| Task directions |
Pick out each line in the material below that contains the word "expected", and copy those lines.

| Data listing |
━━━━
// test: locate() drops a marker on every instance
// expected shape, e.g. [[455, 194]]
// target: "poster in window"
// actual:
━━━━
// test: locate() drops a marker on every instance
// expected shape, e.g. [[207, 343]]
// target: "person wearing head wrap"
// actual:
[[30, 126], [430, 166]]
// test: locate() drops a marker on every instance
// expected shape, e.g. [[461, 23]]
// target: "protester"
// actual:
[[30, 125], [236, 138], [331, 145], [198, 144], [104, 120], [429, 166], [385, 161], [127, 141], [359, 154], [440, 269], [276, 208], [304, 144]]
━━━━
| Problem solution |
// expected shape, e.g. [[455, 194]]
// expected shape, e.g. [[207, 343]]
// expected shape, e.g. [[461, 23]]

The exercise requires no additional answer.